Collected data
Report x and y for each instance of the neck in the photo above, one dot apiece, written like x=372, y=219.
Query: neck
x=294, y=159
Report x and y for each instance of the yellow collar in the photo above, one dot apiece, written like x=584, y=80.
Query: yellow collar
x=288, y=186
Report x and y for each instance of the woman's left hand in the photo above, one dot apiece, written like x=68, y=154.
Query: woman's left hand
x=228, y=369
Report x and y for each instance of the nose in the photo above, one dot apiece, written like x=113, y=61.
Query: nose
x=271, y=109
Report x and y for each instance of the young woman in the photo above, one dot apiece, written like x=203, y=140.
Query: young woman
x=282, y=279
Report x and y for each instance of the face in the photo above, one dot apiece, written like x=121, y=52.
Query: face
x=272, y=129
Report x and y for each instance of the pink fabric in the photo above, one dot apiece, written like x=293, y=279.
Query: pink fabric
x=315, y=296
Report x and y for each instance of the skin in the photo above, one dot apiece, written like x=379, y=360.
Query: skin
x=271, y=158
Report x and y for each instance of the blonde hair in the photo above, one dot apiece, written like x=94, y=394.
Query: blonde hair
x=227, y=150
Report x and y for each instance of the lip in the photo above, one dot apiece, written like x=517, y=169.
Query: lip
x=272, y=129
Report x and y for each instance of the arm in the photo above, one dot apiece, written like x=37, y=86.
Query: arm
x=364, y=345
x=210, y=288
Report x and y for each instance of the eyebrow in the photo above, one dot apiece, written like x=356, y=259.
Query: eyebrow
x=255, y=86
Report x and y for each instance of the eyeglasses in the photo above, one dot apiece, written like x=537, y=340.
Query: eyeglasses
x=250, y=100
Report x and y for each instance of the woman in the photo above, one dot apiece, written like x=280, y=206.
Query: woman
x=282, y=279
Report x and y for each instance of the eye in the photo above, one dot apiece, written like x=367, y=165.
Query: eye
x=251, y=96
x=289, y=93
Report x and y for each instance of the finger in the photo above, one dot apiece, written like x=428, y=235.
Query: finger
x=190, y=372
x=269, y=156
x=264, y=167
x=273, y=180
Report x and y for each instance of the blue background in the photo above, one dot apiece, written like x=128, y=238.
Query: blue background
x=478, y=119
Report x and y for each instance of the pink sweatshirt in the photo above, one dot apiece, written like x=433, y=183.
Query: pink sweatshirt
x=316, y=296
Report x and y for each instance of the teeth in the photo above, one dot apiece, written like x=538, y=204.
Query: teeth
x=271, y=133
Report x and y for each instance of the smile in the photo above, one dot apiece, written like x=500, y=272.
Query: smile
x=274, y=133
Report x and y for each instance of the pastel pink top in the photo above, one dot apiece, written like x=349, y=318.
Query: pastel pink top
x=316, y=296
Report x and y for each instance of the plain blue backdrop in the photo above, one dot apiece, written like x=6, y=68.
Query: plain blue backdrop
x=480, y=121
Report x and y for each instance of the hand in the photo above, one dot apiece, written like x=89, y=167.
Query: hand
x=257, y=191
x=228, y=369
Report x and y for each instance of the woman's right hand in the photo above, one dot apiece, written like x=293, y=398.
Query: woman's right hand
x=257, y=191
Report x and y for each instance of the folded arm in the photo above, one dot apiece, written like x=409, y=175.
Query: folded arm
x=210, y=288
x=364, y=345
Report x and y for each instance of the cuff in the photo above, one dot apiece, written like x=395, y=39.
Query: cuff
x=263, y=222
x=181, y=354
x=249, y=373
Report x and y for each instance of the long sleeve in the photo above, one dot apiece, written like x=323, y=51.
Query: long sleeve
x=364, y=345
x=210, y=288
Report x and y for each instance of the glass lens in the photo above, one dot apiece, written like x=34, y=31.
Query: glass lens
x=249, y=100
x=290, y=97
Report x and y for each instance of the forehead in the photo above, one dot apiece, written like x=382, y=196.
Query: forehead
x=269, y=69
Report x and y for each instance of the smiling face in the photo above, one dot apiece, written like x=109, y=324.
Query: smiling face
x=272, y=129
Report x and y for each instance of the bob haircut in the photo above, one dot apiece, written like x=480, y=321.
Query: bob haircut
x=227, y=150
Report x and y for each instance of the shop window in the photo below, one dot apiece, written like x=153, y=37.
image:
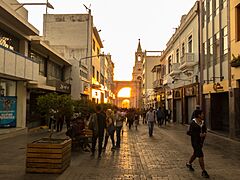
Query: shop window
x=94, y=45
x=238, y=22
x=7, y=88
x=93, y=69
x=183, y=49
x=190, y=44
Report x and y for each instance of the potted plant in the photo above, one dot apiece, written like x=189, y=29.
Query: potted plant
x=51, y=155
x=235, y=61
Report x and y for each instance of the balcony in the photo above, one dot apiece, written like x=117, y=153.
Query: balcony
x=59, y=85
x=18, y=66
x=157, y=84
x=175, y=70
x=187, y=63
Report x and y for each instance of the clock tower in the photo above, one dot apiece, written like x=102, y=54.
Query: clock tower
x=138, y=69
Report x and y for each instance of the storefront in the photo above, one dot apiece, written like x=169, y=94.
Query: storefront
x=177, y=106
x=190, y=94
x=8, y=103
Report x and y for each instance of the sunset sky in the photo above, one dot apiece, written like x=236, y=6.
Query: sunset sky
x=122, y=23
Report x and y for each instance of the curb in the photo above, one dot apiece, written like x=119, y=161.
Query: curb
x=12, y=132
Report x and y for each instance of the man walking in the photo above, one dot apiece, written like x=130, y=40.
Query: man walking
x=97, y=124
x=197, y=131
x=151, y=119
x=120, y=117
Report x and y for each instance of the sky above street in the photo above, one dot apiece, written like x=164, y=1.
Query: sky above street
x=122, y=23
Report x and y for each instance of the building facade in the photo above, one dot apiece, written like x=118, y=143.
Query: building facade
x=182, y=68
x=234, y=78
x=16, y=66
x=215, y=53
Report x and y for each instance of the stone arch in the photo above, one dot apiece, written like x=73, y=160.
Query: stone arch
x=134, y=99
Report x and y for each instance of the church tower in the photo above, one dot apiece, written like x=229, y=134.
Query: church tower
x=138, y=69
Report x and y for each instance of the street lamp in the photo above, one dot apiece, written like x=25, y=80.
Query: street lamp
x=47, y=4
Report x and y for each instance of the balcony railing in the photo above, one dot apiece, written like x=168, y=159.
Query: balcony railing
x=60, y=85
x=18, y=66
x=187, y=62
x=158, y=84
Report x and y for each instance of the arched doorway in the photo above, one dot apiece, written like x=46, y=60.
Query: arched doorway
x=128, y=90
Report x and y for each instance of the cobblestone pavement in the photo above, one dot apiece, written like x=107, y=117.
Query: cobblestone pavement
x=162, y=156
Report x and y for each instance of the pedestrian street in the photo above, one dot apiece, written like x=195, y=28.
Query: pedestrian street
x=162, y=156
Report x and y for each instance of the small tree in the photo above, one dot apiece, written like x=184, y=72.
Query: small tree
x=53, y=104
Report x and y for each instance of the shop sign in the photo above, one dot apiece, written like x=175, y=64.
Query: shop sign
x=63, y=87
x=8, y=107
x=177, y=94
x=190, y=91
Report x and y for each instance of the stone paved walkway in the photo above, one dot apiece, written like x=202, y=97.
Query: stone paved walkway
x=162, y=156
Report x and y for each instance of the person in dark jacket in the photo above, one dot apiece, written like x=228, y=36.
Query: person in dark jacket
x=193, y=114
x=197, y=131
x=97, y=124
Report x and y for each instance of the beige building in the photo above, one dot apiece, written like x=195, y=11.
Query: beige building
x=234, y=85
x=176, y=77
x=151, y=58
x=75, y=37
x=16, y=67
x=29, y=68
x=54, y=76
x=215, y=55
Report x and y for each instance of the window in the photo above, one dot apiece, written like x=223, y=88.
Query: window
x=238, y=22
x=217, y=7
x=210, y=10
x=97, y=76
x=102, y=79
x=222, y=4
x=205, y=54
x=54, y=70
x=177, y=55
x=9, y=41
x=41, y=61
x=225, y=40
x=98, y=51
x=190, y=44
x=217, y=47
x=139, y=58
x=204, y=11
x=210, y=51
x=169, y=64
x=93, y=68
x=183, y=49
x=94, y=45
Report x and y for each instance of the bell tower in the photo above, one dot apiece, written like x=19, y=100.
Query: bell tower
x=138, y=69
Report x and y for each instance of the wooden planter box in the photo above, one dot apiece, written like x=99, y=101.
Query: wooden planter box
x=48, y=155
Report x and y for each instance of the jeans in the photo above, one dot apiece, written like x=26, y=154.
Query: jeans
x=106, y=139
x=150, y=126
x=118, y=132
x=94, y=142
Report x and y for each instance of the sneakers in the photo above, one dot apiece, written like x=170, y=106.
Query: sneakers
x=189, y=166
x=205, y=174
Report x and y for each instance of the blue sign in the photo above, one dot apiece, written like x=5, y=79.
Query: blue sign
x=8, y=111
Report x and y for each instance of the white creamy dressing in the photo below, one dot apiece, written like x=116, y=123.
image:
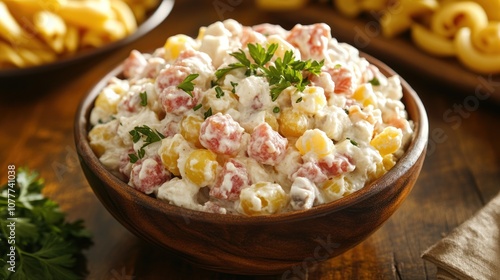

- **WHAT YOU NEED TO DO**:
Retype the entries word for word, from the line that contains "Report x and y for each instance of the jeans" through the end of the entries, with both ends included. Leave the pictures out of your answer.

- **RESPONSE**:
Report x and y for each instance of the jeans in the photo above, one dot apiece, written like x=26, y=154.
Query: jeans
x=106, y=139
x=150, y=126
x=118, y=132
x=94, y=142
Report x and y for each instance of the sneakers in the photo above, one dot apiece, written like x=170, y=106.
Query: sneakers
x=189, y=166
x=205, y=174
Report x and y for each instance of the blue sign in the photo above, one dot apiece, written like x=5, y=79.
Query: blue sign
x=8, y=111
Report x and y for each instance of the white creamy dressing in the photo below, one dot apiece, written like x=116, y=123.
image:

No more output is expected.